START Excerpted records

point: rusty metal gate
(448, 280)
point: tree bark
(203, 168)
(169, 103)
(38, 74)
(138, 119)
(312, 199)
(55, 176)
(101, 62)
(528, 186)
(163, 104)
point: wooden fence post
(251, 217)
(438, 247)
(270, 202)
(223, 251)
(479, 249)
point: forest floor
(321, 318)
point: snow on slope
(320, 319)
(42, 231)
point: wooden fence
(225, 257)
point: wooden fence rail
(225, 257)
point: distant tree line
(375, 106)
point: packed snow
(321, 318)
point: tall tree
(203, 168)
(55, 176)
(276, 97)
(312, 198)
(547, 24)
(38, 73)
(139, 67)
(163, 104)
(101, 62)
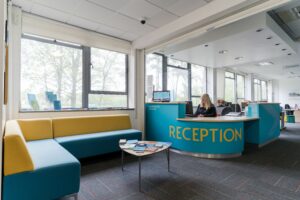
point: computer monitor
(189, 108)
(161, 96)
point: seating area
(47, 151)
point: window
(198, 74)
(229, 87)
(240, 87)
(185, 81)
(264, 92)
(60, 75)
(177, 63)
(108, 84)
(260, 90)
(154, 70)
(50, 72)
(178, 83)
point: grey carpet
(269, 173)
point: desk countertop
(218, 119)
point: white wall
(2, 67)
(285, 86)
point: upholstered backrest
(16, 155)
(36, 129)
(84, 125)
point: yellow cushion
(84, 125)
(36, 129)
(16, 156)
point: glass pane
(177, 63)
(196, 101)
(229, 75)
(198, 80)
(257, 92)
(153, 74)
(240, 86)
(108, 70)
(50, 68)
(264, 90)
(178, 84)
(107, 101)
(229, 90)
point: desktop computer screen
(161, 96)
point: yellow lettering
(183, 134)
(195, 134)
(226, 136)
(172, 131)
(203, 134)
(213, 134)
(178, 132)
(238, 134)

END Excerpted records

The problem:
Reproduce nothing but the lines from the line containing "point: window" to the last line of the data, each exactly as written.

Solution:
point: window
(198, 74)
(229, 87)
(240, 87)
(185, 81)
(264, 92)
(60, 75)
(177, 63)
(108, 84)
(260, 90)
(154, 70)
(50, 72)
(178, 83)
point: grey carpet
(269, 173)
point: desk countertop
(218, 119)
point: white wall
(2, 67)
(285, 86)
point: upholstered backrest
(16, 155)
(36, 129)
(84, 125)
point: yellow cushion
(84, 125)
(36, 129)
(16, 156)
point: glass pane
(177, 63)
(196, 101)
(229, 75)
(198, 80)
(257, 92)
(153, 74)
(240, 86)
(108, 70)
(50, 68)
(264, 90)
(178, 84)
(107, 101)
(229, 90)
point: desktop computer screen
(161, 96)
point: yellow lettering
(183, 134)
(195, 134)
(226, 136)
(172, 131)
(203, 134)
(213, 134)
(178, 132)
(238, 134)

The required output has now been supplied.